▸ **SOURCE PASSAGE**
George Miller on Congress, Education and Income Inequality

Ethan Rarick and George Miller
October 22, 2015

On Monday, October 19, 2015, IGS hosted its Fall 2015 Matsui Lecture featuring former congressman George Miller. Miller's talk was titled "Is the American Dream Still Alive? Congress, Labor and Income Inequality." During his time in Congress, Miller built a reputation as one of the strongest congressional leaders on education issues. (A recording of Miller's lecture is available on YouTube.)

At the lecture, Miller spoke to several topics including education reform, minimum wage, Occupy Wall Street and the current state of Congress itself. Miller was delightfully candid, expressing his opinions with a genuine openness and sense of humor. He revealed the effect that the insoluble Occupy Wall Street movement had within Congress. “It was like Butch Cassidy and the Sundance kid,” Miller conceded, “the government started asking who are these people?” To Miller, Occupy was a clear indicator that financial inequality was something very much on the mind of Americans. However, Miller also revealed his frustrations with Congress’s inability to pass any sort of innovative legislation on the matter. Miller has a history of supporting bills aimed to raise the minimum wage, but fundamentally does not believe the issue is concentrated there. “It’s a question of fairness,” Miller said, revealing his belief in tax fairness as the most effective way to reform financial inequality.

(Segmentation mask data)
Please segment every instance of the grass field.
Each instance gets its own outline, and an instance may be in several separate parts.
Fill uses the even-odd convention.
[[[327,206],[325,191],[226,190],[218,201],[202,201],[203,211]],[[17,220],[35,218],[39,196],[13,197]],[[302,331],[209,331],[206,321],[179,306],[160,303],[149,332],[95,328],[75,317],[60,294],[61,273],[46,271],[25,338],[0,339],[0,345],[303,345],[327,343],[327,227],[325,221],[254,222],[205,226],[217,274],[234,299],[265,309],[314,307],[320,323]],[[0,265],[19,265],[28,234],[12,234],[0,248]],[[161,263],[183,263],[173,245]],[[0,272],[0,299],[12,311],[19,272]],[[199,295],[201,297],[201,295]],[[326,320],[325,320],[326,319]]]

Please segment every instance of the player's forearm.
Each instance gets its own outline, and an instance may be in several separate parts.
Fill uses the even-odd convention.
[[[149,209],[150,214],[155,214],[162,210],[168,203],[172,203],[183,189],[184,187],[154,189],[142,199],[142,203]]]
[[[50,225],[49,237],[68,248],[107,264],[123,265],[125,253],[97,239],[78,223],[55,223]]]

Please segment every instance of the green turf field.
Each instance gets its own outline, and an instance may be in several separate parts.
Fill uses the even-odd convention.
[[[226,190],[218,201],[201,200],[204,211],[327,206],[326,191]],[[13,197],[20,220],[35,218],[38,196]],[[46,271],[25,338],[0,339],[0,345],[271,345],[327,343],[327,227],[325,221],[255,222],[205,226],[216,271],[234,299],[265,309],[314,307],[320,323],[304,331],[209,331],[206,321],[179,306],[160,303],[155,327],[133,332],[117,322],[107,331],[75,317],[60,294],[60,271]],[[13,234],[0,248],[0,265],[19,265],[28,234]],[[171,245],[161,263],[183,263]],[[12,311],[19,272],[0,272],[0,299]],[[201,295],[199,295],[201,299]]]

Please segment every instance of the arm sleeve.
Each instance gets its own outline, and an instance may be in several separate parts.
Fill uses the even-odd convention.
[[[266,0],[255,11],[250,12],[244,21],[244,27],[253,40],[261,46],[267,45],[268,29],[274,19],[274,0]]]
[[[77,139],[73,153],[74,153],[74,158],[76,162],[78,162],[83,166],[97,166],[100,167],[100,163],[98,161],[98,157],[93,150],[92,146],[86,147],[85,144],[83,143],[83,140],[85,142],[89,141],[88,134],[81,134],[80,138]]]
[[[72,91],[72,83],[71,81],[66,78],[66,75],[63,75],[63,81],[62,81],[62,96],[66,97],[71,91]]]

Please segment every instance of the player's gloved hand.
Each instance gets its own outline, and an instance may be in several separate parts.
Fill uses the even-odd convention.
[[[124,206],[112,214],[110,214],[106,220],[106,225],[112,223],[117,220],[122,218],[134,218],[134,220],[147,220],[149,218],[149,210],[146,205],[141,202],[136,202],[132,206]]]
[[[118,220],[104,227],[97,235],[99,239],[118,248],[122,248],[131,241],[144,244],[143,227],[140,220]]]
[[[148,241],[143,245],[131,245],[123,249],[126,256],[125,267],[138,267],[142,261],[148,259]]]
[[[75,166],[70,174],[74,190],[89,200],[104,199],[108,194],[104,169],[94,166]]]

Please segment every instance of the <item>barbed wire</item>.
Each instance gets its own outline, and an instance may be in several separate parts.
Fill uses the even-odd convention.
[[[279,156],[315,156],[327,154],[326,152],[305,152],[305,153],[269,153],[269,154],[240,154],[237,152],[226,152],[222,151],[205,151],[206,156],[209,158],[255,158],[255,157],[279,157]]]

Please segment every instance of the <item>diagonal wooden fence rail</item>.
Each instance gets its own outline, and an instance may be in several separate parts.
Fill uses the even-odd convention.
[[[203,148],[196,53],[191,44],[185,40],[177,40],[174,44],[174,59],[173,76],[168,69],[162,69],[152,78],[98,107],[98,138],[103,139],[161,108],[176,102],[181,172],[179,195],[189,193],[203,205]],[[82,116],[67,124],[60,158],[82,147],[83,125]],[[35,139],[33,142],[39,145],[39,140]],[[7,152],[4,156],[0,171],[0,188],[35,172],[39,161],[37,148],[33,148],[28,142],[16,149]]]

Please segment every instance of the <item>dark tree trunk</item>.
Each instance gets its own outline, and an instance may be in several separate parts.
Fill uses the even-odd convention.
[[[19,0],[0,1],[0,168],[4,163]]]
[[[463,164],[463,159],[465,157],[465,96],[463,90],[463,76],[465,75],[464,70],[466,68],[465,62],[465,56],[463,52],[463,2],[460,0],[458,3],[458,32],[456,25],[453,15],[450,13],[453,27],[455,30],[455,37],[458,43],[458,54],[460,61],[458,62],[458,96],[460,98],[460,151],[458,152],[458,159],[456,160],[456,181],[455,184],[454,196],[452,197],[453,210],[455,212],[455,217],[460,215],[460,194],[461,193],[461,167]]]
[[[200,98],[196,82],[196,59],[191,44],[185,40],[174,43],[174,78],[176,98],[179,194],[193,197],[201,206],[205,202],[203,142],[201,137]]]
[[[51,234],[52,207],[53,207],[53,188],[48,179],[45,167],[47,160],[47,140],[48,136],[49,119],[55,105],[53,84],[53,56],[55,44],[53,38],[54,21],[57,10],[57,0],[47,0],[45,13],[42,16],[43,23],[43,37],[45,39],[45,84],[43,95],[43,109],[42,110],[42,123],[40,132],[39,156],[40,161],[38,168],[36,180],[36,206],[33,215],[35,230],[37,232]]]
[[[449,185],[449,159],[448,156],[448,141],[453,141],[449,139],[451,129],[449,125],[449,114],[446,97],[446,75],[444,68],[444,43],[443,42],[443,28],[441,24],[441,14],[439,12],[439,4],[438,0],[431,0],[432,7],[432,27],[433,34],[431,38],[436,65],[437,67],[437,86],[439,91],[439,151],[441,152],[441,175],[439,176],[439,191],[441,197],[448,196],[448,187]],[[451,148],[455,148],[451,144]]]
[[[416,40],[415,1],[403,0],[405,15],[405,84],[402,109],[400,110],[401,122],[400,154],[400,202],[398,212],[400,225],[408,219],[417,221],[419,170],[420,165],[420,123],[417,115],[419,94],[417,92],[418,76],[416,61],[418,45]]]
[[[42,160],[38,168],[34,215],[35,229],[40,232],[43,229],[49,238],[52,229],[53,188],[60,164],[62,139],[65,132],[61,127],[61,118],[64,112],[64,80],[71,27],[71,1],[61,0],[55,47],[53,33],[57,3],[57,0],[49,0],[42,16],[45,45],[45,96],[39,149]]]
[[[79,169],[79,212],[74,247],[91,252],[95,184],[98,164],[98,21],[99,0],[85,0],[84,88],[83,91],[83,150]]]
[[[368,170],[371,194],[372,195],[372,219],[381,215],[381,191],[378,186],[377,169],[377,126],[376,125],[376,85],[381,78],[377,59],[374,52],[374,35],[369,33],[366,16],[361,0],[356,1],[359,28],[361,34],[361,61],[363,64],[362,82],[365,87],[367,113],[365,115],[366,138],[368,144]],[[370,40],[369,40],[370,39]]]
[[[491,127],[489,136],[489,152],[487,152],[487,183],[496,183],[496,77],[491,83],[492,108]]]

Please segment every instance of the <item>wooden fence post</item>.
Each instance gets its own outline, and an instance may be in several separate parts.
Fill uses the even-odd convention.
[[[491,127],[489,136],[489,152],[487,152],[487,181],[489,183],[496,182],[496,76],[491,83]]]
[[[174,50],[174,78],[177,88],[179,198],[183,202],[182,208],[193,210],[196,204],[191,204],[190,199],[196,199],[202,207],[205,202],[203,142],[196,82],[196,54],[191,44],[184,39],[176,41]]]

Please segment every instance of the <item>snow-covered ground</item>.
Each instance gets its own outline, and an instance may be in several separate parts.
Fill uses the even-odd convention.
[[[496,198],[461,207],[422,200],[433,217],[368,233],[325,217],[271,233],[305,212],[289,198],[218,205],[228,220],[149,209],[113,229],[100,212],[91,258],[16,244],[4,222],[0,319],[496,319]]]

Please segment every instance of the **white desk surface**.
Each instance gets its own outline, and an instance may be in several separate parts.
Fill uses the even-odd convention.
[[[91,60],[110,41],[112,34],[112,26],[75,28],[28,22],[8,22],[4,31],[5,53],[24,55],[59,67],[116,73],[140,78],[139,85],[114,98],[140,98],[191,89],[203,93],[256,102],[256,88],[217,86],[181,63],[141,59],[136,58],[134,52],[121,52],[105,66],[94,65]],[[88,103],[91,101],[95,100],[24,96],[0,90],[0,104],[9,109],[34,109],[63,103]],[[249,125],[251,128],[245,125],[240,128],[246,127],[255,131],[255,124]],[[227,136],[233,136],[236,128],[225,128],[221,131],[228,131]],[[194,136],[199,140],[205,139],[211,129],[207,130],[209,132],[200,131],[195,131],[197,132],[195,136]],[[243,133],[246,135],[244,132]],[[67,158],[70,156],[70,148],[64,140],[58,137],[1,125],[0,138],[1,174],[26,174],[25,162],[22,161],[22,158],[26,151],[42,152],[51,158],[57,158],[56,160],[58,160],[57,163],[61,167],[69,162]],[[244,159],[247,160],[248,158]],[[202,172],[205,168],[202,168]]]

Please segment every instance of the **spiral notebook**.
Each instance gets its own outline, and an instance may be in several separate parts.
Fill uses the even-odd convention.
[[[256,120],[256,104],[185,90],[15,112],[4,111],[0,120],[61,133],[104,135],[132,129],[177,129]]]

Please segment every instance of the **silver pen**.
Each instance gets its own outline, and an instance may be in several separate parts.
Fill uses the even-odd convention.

==

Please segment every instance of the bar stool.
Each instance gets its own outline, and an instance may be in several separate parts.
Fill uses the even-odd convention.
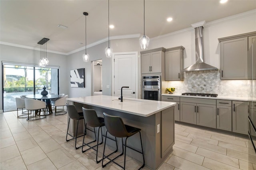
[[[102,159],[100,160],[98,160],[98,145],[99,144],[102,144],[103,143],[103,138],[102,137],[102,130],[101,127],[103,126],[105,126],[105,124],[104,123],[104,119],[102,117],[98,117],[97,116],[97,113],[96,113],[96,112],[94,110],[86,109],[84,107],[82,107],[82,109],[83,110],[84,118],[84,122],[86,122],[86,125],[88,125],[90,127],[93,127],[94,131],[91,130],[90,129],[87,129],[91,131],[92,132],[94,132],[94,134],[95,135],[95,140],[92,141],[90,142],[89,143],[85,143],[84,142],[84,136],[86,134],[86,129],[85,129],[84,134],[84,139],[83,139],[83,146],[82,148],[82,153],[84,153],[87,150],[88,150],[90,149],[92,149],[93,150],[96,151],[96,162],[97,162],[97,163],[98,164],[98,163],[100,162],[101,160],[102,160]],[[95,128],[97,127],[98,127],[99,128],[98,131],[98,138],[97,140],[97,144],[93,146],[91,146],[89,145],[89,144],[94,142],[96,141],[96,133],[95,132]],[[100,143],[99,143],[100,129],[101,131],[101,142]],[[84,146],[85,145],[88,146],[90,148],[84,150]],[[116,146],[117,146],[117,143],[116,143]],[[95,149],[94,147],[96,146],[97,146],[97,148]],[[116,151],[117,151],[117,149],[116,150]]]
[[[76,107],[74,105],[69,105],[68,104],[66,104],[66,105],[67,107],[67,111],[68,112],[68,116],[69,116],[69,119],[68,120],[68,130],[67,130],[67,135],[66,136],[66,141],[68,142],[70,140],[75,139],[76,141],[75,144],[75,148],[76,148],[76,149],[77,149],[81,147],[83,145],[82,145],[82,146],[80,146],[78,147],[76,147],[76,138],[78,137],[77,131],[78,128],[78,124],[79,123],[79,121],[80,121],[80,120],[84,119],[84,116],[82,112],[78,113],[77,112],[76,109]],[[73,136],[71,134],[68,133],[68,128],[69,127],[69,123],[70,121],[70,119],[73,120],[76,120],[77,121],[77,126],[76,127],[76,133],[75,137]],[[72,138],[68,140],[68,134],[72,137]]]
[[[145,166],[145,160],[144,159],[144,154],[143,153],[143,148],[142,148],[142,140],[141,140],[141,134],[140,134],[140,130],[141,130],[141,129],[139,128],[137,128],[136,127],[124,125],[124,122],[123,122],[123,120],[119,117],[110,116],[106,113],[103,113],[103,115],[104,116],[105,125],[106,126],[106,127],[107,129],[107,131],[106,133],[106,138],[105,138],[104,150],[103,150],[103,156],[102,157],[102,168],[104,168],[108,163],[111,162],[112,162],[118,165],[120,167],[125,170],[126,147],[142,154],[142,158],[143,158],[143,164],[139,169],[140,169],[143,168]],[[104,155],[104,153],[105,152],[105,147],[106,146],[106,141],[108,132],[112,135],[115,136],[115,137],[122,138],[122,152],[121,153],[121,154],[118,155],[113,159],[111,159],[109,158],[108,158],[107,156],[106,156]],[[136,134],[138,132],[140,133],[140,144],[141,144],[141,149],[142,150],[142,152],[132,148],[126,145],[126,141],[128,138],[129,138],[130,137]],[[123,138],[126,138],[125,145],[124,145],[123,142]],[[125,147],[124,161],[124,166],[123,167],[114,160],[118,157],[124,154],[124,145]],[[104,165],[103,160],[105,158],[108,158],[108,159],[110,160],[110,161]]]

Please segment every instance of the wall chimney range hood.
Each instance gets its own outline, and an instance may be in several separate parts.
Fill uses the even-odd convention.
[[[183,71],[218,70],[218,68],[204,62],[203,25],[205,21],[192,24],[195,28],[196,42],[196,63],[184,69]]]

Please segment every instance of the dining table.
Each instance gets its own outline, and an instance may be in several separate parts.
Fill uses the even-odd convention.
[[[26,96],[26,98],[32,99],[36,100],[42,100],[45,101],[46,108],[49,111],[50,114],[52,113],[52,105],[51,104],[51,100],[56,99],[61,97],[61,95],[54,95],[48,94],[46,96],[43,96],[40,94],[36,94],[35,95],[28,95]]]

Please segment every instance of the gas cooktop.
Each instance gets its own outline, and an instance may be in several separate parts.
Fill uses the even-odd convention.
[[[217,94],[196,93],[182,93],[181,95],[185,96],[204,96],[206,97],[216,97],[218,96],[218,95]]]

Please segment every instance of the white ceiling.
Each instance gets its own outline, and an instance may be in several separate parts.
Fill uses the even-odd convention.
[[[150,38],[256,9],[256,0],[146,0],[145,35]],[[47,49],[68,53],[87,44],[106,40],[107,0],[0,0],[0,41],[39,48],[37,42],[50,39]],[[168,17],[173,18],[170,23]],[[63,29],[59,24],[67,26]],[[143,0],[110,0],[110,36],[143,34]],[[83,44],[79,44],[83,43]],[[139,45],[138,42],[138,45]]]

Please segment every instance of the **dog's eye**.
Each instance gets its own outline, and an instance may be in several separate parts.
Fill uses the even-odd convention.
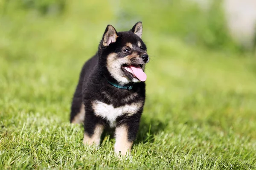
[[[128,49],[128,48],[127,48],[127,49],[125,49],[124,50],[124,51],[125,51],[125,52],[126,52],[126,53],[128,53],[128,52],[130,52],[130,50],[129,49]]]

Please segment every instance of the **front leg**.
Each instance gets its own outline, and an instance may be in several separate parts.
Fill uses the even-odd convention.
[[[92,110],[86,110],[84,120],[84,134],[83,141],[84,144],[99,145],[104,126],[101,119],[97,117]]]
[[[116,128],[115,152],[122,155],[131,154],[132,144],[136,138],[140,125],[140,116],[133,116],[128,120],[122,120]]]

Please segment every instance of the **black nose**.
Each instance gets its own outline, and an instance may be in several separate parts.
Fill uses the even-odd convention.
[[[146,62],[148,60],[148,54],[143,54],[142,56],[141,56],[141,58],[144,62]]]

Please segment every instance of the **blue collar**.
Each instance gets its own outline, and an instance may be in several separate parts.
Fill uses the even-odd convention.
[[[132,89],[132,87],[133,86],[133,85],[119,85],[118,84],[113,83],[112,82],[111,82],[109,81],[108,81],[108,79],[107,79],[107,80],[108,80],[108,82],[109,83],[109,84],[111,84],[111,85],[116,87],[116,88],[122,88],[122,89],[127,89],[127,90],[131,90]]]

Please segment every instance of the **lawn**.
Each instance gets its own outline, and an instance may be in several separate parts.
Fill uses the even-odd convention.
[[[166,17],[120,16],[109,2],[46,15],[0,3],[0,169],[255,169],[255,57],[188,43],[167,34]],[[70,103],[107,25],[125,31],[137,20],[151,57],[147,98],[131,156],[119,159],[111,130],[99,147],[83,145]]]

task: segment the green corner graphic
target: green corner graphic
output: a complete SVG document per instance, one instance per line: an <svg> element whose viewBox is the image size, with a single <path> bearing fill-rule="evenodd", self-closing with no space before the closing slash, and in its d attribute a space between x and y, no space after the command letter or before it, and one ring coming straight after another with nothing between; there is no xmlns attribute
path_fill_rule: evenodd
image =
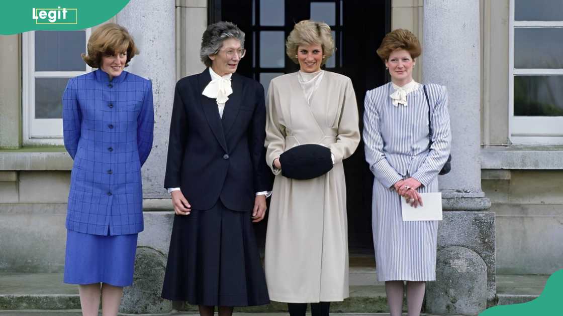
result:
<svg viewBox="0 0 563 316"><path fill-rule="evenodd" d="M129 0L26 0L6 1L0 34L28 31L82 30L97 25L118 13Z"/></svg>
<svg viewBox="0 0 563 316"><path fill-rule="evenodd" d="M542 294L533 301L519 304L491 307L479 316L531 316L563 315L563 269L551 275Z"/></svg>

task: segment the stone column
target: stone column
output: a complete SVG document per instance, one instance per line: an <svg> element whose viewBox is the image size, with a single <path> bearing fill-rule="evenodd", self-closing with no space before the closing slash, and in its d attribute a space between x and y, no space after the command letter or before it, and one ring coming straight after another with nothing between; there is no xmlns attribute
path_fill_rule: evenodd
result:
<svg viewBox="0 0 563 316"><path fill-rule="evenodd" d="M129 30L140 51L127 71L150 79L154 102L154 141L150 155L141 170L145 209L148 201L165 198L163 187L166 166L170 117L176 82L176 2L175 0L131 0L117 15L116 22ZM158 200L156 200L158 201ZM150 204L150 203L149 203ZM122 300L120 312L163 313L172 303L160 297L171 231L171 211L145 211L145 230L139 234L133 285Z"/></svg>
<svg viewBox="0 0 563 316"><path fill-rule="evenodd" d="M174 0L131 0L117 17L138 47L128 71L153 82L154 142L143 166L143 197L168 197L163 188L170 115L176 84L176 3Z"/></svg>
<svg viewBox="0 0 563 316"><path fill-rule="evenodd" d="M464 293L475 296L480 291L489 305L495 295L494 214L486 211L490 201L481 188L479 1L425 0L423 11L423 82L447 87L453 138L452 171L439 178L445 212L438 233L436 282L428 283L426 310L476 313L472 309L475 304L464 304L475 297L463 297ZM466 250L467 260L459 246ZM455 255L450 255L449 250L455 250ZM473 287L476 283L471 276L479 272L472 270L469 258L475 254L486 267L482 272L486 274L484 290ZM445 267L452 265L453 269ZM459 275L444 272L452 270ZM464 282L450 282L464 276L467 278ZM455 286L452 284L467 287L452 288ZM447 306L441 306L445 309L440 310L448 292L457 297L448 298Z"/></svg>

==

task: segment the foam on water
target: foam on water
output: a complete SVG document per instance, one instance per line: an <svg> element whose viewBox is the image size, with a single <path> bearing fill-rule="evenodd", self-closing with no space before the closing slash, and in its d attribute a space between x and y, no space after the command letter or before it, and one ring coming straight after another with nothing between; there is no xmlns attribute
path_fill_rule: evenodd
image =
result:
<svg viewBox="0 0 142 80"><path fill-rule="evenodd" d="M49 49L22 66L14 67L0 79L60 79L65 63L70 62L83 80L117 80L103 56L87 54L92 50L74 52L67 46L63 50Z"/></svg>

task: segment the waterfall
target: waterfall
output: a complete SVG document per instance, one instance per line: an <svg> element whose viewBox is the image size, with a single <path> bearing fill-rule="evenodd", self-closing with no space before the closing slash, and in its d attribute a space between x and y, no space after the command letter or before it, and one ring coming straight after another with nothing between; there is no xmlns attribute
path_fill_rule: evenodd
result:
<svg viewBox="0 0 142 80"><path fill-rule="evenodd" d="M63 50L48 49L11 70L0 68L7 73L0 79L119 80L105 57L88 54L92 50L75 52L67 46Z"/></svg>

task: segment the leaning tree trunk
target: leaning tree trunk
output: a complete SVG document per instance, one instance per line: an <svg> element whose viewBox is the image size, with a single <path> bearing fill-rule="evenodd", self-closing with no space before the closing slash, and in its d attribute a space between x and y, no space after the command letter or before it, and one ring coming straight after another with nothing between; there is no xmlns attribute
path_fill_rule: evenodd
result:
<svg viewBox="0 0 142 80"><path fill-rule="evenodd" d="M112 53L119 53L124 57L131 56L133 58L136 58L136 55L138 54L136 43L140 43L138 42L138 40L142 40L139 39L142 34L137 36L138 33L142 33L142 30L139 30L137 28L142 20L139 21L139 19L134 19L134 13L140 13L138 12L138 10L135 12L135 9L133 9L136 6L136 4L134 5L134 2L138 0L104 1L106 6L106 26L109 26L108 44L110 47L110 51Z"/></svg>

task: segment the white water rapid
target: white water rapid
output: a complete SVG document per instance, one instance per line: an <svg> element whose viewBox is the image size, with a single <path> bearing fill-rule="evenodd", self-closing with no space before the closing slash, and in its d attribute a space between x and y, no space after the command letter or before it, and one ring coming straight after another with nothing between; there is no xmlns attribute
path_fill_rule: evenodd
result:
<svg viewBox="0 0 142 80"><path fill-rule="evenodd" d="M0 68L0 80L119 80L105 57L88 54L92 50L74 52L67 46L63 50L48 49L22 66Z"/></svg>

▸ **CHECK YOUR UNDERSTANDING**
• 1. In the account of George Miller's lecture, which lecture series did his talk belong to?
• 2. Continue the account of George Miller's lecture from its final sentence.

▸ **EXPECTED OUTPUTS**
• 1. The Fall 2015 Matsui Lecture, hosted by IGS.

• 2.
Miller also shared his views on the link between education and technology and his belief that technology is key to creating more equal educational opportunities. Miller has recently joined Cengage Learning as the Senior Education Advisor where he will continue working to reform education as an advisor on both public policy and business strategy. Miller recognizes that technology plays an important role in enhancing the learning experience of children and has the ability to raise the numbers of children who are graduating from high school and going on to pursue higher education. 

In addition to addressing the nation’s dire need for financial and educational reform, Miller touched on the limitations within Congress that result in its inability to effectively challenge both social and financial inequality. Miller expressed that Congress was intended to serve as a “reactive body” that addressed issues according to “the temperature of the nation.” However, Miller expressed his realization that perhaps “that body has a virus; the body is weakened here.” He remains unsure of where the current Congress is headed.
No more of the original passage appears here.